SUPPLIED MATERIAL Block Start

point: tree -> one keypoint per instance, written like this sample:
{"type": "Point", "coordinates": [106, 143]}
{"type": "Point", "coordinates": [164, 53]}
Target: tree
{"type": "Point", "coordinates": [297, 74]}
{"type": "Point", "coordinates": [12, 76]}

SUPPLIED MATERIAL Block End

* [PROBLEM TO SOLVE]
Nothing may be omitted or altered; reproduce all of the entries.

* [RESPONSE BOX]
point: tree -> one keypoint per instance, written like this sample:
{"type": "Point", "coordinates": [106, 143]}
{"type": "Point", "coordinates": [164, 53]}
Target: tree
{"type": "Point", "coordinates": [297, 74]}
{"type": "Point", "coordinates": [12, 76]}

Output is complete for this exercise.